- _Task statement_: Update the records below by changing "planogram checker" to "layout checker" throughout, keeping everything else the same.

Items listed in a dataset
# # #
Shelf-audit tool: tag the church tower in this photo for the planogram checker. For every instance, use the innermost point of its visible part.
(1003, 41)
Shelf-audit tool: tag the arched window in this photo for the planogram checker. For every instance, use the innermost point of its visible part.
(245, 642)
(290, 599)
# # #
- _Final answer_:
Shelf-audit tool: tag the church tower in this photo for the layout checker. For every instance, use the innermost point of its visible part.
(1003, 41)
Shelf-audit tool: tag the arched window in this photo for the layout checker. For every instance, use the innermost point of its visible part.
(245, 642)
(290, 599)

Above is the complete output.